- [WHAT THE EXERCISE ASKS]:
Repeat every record below exactly as it appears.

START GIVEN RECORDS

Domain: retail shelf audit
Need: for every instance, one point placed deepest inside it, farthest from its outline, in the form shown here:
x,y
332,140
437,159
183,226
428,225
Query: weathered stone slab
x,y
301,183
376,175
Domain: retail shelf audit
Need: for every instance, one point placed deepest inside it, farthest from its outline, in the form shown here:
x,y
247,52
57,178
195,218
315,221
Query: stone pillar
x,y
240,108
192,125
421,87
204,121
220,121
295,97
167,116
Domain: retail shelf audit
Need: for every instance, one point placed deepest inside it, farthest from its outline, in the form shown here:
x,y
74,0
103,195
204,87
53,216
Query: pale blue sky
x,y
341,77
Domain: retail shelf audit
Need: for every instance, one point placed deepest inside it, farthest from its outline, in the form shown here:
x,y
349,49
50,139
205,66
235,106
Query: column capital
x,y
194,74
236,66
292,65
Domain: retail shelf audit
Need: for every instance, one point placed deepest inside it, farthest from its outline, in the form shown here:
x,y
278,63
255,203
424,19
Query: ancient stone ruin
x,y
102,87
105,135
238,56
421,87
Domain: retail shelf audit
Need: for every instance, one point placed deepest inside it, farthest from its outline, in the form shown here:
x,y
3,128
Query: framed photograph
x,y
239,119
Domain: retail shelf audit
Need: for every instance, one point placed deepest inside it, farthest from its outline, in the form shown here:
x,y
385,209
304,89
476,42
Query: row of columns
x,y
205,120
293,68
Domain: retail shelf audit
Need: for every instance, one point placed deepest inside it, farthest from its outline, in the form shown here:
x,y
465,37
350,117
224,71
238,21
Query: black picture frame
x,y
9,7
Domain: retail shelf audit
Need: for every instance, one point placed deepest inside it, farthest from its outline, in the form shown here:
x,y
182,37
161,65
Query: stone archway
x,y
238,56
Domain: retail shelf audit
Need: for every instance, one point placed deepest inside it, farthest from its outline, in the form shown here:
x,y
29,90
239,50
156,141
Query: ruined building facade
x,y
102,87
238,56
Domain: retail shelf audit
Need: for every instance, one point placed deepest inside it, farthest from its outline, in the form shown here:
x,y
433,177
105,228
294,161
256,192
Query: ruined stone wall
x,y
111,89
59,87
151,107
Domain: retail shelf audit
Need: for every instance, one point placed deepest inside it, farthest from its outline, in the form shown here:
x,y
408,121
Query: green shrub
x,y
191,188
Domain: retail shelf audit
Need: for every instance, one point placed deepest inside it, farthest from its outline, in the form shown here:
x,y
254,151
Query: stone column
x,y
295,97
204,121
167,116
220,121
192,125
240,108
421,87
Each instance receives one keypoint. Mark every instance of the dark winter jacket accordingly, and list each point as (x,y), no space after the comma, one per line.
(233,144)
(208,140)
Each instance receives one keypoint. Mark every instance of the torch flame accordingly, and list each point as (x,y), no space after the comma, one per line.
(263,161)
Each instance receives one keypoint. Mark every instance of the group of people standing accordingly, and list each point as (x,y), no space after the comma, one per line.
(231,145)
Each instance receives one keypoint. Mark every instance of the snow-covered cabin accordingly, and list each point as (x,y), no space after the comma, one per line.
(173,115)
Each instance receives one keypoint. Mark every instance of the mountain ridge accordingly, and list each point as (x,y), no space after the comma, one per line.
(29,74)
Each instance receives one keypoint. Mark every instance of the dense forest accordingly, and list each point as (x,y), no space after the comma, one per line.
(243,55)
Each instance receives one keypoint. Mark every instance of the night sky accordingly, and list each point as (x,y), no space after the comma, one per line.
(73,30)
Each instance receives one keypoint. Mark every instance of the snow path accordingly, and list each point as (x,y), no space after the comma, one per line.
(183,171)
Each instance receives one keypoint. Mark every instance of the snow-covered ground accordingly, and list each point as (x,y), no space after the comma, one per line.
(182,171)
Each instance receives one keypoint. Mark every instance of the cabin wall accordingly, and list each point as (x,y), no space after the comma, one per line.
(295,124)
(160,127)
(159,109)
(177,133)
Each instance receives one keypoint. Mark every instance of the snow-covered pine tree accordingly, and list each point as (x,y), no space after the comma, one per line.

END GIVEN RECORDS

- [SOLUTION TO THE PROBLEM]:
Domain: retail shelf audit
Need: for every instance, one point placed deepest inside it, farthest from its outline, in the form shown here:
x,y
332,140
437,159
183,226
428,225
Query: weathered stone slab
x,y
301,183
376,175
Domain: retail shelf audit
Need: for every instance, one point placed deepest inside it, farthest from its outline, in the form shown here:
x,y
247,52
57,178
195,218
315,221
Query: stone pillar
x,y
240,108
192,125
421,87
204,121
220,121
295,97
167,116
Domain: retail shelf audit
Need: for every instance, one point placed deepest inside it, farthest from its outline, in the form shown here:
x,y
74,0
103,195
204,87
53,216
Query: pale blue sky
x,y
341,77
Domain: retail shelf audit
Need: for every instance, one point placed deepest inside it, farthest from its outline, in the form shown here:
x,y
349,49
50,139
205,66
235,106
Query: column capital
x,y
194,74
236,66
292,65
Domain: retail shelf audit
Need: for every instance, one point placed deepest inside it, farthest from its outline, in the form shown here:
x,y
278,63
255,203
424,19
Query: ancient stone ruin
x,y
102,87
105,135
238,56
421,87
Domain: retail shelf audit
Need: for every instance, one point placed deepest inside it, farthest from its outline, in the form shown here:
x,y
3,128
Query: framed photograph
x,y
239,119
Domain: retail shelf audit
Need: for every instance, one point placed deepest inside it, farthest from its outline, in the form shown here:
x,y
385,209
304,89
476,42
Query: row of columns
x,y
205,120
293,68
Domain: retail shelf audit
Need: for every instance, one point placed deepest inside it, farthest from its outline, in the form shown here:
x,y
465,37
350,117
224,71
238,21
Query: black picture frame
x,y
9,7
Domain: retail shelf audit
Need: for every instance, one point placed deepest inside it, farthest from its outline, in the form shown here:
x,y
182,37
161,65
Query: stone archway
x,y
238,56
Domain: retail shelf audit
Need: for every instance, one point placed deepest inside it, farthest from its outline, in the form shown here:
x,y
29,90
239,50
156,141
Query: ruined building facade
x,y
102,87
238,56
Domain: retail shelf audit
Need: for every instance, one point placed deepest inside it, farthest from its outline, in the form shown here:
x,y
433,177
105,228
294,161
256,192
Query: ruined stone wall
x,y
111,89
59,87
151,107
Domain: retail shelf audit
Need: for every instance, one point placed deepest inside it, farthest from its outline, in the form shown here:
x,y
408,121
Query: green shrub
x,y
191,188
Domain: retail shelf audit
Need: for every instance, one point placed deepest inside it, farthest from its outline, in the form shown here:
x,y
254,151
Query: stone column
x,y
295,97
204,121
167,116
220,121
192,125
240,108
421,87
Each instance receives one keypoint. Mark every instance of the dark winter jacket accordingly, and list each point as (x,y), no space after the comma, one per line.
(233,144)
(208,140)
Each instance receives one keypoint. Mark every instance of the torch flame accordingly, and list each point as (x,y), no space after the comma, one per line.
(263,161)
Each instance receives one keypoint. Mark every instance of the group of people standing accordingly, and list each point as (x,y), no space after the comma, one per line.
(231,145)
Each instance receives one keypoint. Mark every instance of the snow-covered cabin accordingly, and list each point as (x,y), no space after the comma, one per line.
(173,115)
Each instance receives one keypoint. Mark every instance of the mountain ridge accordingly, and list each point as (x,y), no space after the comma, one per line.
(29,74)
Each instance receives one keypoint. Mark every instance of the dense forest accordingly, and list each point as (x,y), no space after the comma, one per line.
(243,55)
Each instance receives one keypoint. Mark every instance of the night sky accordingly, and list each point as (x,y), no space after the comma, one per line.
(73,30)
Each instance receives one keypoint. Mark every instance of the snow path accordingly, and list each point as (x,y), no space after the comma, one per line.
(183,171)
Each instance receives one keypoint. Mark every instance of the snow-covered ground accordingly, and list each point as (x,y), no space after the comma, one per line.
(182,171)
Each instance receives one keypoint. Mark every instance of the cabin wall accordingly, and list each point as (x,y), no space after the comma, one per line.
(295,124)
(160,127)
(159,109)
(177,133)
Each instance receives one keypoint. Mark every instance of the snow-covered pine tree accordingly, and list each point as (x,y), no space after the comma, one per line.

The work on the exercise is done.